TASK GOAL: Please give all the rows below as a numbered list, leaving out blank lines and the pictures.

RECORDS SUPPLIED:

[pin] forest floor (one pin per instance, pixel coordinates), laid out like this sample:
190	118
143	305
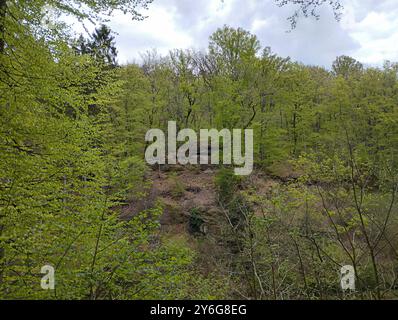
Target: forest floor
184	190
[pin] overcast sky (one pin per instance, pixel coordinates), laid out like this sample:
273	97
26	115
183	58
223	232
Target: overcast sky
368	30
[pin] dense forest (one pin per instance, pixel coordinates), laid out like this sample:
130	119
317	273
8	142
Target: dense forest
76	192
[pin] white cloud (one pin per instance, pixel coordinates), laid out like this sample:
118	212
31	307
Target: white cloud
368	30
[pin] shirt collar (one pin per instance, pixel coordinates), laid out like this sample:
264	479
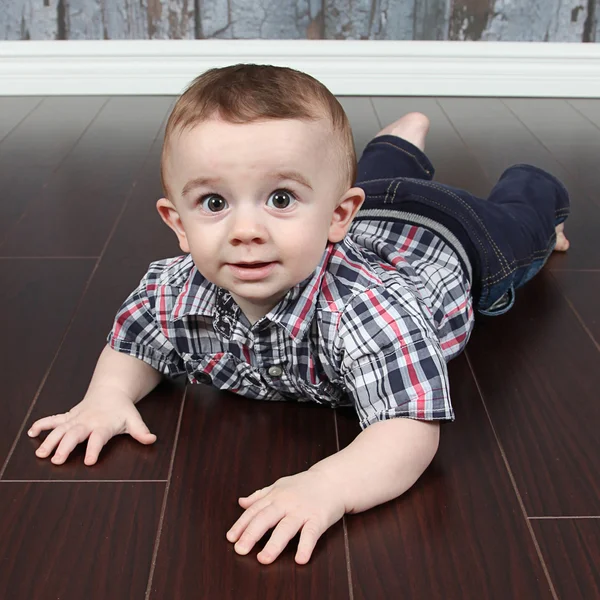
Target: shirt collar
293	312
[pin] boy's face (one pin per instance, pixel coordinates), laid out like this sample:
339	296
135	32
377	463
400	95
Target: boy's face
256	203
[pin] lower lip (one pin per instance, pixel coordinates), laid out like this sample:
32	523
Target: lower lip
252	273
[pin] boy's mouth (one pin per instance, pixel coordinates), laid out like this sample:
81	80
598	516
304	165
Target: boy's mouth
252	271
251	265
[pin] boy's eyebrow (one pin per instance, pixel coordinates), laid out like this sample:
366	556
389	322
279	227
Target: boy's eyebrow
210	181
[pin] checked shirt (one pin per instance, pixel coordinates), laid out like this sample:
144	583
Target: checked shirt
373	327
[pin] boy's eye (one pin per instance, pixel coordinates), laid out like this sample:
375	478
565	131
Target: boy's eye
213	203
281	199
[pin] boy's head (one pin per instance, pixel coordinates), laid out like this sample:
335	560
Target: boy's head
257	168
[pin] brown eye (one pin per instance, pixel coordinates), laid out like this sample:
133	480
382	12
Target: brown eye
281	199
213	203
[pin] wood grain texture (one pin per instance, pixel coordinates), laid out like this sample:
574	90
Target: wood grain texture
538	372
229	447
432	19
571	549
261	19
102	169
572	137
498	20
369	20
77	540
140	238
459	533
32	331
452	160
583	290
536	21
30	20
34	148
497	138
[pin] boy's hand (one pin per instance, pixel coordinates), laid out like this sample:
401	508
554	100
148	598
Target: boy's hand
308	501
99	417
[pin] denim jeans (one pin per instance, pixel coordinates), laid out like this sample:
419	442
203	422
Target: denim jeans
506	238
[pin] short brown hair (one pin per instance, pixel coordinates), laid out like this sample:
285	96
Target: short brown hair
244	93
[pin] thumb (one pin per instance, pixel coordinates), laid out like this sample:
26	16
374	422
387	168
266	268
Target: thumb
138	431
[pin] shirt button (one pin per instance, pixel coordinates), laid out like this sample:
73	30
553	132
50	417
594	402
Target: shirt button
204	378
275	371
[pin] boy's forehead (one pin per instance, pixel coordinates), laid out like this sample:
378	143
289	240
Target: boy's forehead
279	137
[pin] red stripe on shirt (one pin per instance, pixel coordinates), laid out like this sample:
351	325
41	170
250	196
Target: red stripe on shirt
412	373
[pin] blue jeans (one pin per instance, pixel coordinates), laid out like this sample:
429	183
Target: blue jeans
506	239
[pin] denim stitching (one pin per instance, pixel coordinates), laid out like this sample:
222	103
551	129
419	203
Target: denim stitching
497	250
413	156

COMPLETE ANSWER:
1. [pin] forest floor (one pin per instance, pixel coordinates), laid out like this sample:
2. 190	118
3. 143	305
4. Target: forest floor
5. 184	190
6. [pin] overcast sky (one pin per instance, pixel coordinates), laid out like this sample:
7. 273	97
8. 26	115
9. 183	58
10. 223	232
11. Target: overcast sky
12. 368	30
13. [pin] dense forest (one pin per instance, pixel coordinates), laid out like this sample:
14. 130	119
15. 317	273
16. 8	142
17. Target: dense forest
18. 76	192
19. [pin] white cloud (one pin per instance, pixel coordinates), laid out like this sample:
20. 118	212
21. 31	307
22. Target: white cloud
23. 368	30
24. [pin] shirt collar (one pin per instance, pixel coordinates), laid out like this sample:
25. 264	479
26. Target: shirt collar
27. 293	312
28. [pin] boy's face (one pin per instance, pixel coordinates), laid out like this sample:
29. 339	296
30. 135	32
31. 377	463
32. 400	95
33. Target: boy's face
34. 256	203
35. [pin] lower lip (one pin per instance, pixel coordinates), laid out like this sample:
36. 32	523
37. Target: lower lip
38. 252	273
39. [pin] boy's mouth (one pin per instance, pixel coordinates), laid out like this sample:
40. 81	80
41. 598	516
42. 304	165
43. Target: boy's mouth
44. 252	271
45. 251	265
46. [pin] boy's eyebrow (one pin per instance, pixel coordinates), laid out like this sample:
47. 366	556
48. 389	322
49. 279	227
50. Target: boy's eyebrow
51. 210	181
52. [pin] checked shirt (one pin per instance, pixel coordinates), laid out like this sample:
53. 144	583
54. Target: checked shirt
55. 373	327
56. [pin] boy's eye (one pin per instance, pixel coordinates), laid out like this sample:
57. 375	478
58. 565	131
59. Target: boy's eye
60. 213	203
61. 281	199
62. [pin] boy's head (one pin per instance, pixel coordinates), laid out like this sample:
63. 335	560
64. Target: boy's head
65. 257	168
66. [pin] brown eye (one pin per instance, pixel coordinates), laid out like this sample:
67. 133	480
68. 382	12
69. Target: brown eye
70. 281	199
71. 213	203
72. [pin] wood grain texture (one pin per instance, pixel coordinates), laid out like this sample:
73. 574	90
74. Target: wood grain texture
75. 538	372
76. 229	447
77. 432	19
78. 571	549
79. 261	19
80. 102	169
81. 572	137
82. 498	20
83. 369	20
84. 77	540
85. 140	238
86. 459	533
87. 32	331
88. 452	160
89. 583	290
90. 536	21
91. 30	20
92. 34	148
93. 497	138
94. [pin] boy's hand (one pin per instance, pixel coordinates), laid out like this sample:
95. 401	508
96. 554	100
97. 148	598
98. Target: boy's hand
99. 308	501
100. 99	417
101. [pin] denim jeans (one pin per instance, pixel coordinates), laid out like this sample:
102. 419	442
103. 203	422
104. Target: denim jeans
105. 506	238
106. [pin] short brown hair (one pin per instance, pixel coordinates), laid out like this sample:
107. 285	96
108. Target: short brown hair
109. 244	93
110. [pin] thumb (one pin per instance, pixel coordinates), laid out like this sample:
111. 26	16
112. 374	422
113. 387	168
114. 266	268
115. Target: thumb
116. 138	431
117. [pin] shirt button (one pin per instance, pixel coordinates), laid out like this sample:
118. 73	30
119. 553	132
120. 50	417
121. 594	402
122. Target: shirt button
123. 204	378
124. 275	371
125. [pin] boy's forehead (one pin per instance, pixel coordinates), laid out like this sample:
126. 378	143
127. 289	240
128. Target: boy's forehead
129. 279	137
130. [pin] red stripe on shirt (one pin per instance, pixel coordinates), laid out like this sample:
131. 351	325
132. 41	170
133. 250	196
134. Target: red stripe on shirt
135. 412	373
136. [pin] blue jeans (one pin per instance, pixel coordinates), laid out like this sample:
137. 429	183
138. Target: blue jeans
139. 506	239
140. [pin] denim stitching (one pin per instance, pixel coordinates), laid out like this sample:
141. 222	103
142. 551	129
143. 419	203
144. Target: denim stitching
145. 497	250
146. 413	156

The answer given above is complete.